Objective: Copy the lines below word for word, starting at the line that contains "on the spectator" and continuing through the final line, with both of those lines included.

Information shown:

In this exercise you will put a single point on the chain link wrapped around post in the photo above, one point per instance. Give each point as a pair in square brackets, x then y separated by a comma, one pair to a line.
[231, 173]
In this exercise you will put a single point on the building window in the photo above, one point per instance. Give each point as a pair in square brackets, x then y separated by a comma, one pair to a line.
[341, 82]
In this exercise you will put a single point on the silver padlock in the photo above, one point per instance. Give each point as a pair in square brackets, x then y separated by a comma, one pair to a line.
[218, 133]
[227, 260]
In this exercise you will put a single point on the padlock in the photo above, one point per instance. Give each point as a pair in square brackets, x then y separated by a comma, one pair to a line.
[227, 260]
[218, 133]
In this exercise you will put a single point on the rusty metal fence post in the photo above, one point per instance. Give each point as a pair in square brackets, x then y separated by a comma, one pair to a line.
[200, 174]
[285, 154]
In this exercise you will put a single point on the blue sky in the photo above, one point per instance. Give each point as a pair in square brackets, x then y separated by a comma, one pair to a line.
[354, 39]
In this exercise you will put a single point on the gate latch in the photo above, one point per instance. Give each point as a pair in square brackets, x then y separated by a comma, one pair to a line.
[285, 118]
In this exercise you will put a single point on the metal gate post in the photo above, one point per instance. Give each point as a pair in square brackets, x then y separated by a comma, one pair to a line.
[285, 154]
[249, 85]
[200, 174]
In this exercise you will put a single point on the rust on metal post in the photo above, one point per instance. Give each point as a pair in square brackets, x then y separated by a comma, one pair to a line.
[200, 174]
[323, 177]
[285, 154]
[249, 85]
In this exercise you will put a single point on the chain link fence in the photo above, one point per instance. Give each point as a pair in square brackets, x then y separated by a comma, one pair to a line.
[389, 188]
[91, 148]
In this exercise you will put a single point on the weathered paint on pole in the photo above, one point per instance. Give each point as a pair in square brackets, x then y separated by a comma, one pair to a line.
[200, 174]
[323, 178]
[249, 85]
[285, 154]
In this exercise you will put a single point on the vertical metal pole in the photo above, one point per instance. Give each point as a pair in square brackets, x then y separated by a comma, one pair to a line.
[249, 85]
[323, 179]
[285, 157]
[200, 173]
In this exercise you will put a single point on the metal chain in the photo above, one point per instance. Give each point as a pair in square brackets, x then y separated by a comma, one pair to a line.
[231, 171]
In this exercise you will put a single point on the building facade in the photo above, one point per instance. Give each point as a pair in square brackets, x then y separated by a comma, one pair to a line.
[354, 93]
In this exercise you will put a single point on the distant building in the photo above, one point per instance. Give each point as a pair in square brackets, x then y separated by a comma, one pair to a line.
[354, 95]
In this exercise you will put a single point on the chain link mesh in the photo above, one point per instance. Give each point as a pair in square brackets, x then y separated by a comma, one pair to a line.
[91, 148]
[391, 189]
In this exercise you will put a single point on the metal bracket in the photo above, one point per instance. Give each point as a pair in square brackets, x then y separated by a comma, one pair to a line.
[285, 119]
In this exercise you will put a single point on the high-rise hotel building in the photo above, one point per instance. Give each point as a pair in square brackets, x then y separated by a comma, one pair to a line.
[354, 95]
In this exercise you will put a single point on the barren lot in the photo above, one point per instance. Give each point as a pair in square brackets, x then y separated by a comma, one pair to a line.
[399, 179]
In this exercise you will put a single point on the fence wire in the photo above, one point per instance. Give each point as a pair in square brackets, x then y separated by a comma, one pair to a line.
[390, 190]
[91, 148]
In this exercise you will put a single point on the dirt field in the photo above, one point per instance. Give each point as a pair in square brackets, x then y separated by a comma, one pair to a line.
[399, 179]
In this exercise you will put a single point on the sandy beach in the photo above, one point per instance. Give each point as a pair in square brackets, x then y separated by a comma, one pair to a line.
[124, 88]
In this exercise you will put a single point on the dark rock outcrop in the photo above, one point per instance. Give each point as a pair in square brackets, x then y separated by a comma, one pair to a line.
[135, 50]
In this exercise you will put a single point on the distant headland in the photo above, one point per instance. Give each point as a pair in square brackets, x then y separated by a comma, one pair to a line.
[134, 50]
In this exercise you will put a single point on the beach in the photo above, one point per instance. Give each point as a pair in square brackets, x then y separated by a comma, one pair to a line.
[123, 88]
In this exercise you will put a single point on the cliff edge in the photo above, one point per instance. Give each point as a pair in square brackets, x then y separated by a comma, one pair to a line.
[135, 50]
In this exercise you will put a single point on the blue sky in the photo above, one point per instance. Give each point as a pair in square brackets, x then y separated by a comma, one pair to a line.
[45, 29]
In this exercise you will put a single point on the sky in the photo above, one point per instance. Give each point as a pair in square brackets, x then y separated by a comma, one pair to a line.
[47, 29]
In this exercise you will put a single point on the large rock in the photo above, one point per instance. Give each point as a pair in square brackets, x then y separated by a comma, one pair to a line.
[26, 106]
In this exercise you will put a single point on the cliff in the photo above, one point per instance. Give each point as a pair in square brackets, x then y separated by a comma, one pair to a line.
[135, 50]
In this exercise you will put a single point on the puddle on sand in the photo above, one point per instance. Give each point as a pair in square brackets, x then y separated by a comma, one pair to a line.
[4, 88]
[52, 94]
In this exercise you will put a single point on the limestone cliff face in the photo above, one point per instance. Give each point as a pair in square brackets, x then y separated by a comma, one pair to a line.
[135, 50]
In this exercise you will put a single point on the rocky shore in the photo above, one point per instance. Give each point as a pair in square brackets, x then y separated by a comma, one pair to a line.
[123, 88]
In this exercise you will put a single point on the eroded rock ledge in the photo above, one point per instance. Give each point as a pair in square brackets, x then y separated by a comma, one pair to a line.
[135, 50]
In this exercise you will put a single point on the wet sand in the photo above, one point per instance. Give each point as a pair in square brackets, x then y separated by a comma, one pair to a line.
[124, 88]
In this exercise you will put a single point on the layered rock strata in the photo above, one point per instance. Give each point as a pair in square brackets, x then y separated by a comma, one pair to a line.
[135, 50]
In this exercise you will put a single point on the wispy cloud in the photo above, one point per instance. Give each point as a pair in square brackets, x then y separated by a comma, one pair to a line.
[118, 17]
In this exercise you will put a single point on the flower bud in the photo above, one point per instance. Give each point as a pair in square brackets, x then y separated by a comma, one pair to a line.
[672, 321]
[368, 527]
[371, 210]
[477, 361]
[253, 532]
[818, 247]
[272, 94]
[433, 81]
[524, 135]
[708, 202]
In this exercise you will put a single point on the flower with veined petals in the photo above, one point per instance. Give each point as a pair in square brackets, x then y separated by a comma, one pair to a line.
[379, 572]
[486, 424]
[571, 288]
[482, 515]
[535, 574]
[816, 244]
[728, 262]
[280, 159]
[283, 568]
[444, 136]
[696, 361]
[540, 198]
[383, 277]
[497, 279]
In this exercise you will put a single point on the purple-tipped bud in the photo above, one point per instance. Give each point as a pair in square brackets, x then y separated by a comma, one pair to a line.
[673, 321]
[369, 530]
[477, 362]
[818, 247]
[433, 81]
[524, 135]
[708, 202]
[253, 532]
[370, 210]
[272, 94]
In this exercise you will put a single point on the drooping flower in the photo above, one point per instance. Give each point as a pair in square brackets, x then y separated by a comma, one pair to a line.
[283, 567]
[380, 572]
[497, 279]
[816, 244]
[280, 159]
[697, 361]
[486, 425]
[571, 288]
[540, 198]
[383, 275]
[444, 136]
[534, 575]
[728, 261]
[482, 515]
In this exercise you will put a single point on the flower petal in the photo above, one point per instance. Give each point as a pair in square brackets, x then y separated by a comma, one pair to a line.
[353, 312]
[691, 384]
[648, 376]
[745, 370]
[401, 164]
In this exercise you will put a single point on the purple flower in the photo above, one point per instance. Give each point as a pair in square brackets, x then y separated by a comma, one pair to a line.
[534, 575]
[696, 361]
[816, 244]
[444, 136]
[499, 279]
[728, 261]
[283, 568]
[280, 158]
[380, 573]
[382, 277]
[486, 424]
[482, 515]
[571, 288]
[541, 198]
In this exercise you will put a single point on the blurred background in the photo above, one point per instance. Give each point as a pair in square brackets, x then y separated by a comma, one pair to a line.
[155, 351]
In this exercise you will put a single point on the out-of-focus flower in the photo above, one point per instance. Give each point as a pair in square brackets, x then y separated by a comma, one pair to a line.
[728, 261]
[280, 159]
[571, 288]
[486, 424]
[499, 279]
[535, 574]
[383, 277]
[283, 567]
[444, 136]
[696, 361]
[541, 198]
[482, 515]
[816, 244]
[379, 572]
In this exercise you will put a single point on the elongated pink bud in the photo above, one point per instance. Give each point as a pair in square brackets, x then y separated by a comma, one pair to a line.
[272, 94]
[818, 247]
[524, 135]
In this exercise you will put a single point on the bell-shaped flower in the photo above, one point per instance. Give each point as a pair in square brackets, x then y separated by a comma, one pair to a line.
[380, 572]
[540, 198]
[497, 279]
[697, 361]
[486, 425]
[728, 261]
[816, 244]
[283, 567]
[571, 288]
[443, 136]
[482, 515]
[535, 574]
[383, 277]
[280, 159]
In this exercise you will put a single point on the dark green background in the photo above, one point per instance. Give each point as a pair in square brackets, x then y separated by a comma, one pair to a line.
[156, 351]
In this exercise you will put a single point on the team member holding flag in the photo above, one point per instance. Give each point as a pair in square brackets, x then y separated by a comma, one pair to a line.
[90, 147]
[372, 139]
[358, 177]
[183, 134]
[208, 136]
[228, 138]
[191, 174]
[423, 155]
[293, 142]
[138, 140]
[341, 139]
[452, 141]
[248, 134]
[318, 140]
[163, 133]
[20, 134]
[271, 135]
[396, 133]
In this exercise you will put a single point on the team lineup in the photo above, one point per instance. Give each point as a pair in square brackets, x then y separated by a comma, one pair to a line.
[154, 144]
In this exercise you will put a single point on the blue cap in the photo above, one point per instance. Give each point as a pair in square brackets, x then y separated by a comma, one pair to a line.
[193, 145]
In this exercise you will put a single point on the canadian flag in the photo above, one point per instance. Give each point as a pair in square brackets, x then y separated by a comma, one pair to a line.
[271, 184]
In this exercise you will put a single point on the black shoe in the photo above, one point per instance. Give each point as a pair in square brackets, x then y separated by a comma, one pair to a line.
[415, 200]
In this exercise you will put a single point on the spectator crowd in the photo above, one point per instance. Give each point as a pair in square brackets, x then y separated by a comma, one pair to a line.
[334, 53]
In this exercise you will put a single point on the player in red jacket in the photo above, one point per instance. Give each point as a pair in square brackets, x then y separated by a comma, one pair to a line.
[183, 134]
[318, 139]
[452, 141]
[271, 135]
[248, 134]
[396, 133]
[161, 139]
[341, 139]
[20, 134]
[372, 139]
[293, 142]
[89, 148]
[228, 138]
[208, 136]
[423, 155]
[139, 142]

The answer:
In this exercise you will put a single point on the spectator crowd in the photo above, one point per instance. Give each point as a pair in square brackets, x then y separated by a comma, one pair to a line.
[334, 53]
In this exercise you will put a single point on the player in red jacket in the photo above, one point per instance. Give each point as a pair in square brackets, x then y separated by a comma, one pair to a line.
[183, 134]
[318, 139]
[452, 141]
[271, 135]
[248, 134]
[396, 133]
[161, 139]
[341, 139]
[20, 134]
[372, 139]
[293, 142]
[89, 148]
[228, 138]
[208, 136]
[423, 155]
[139, 142]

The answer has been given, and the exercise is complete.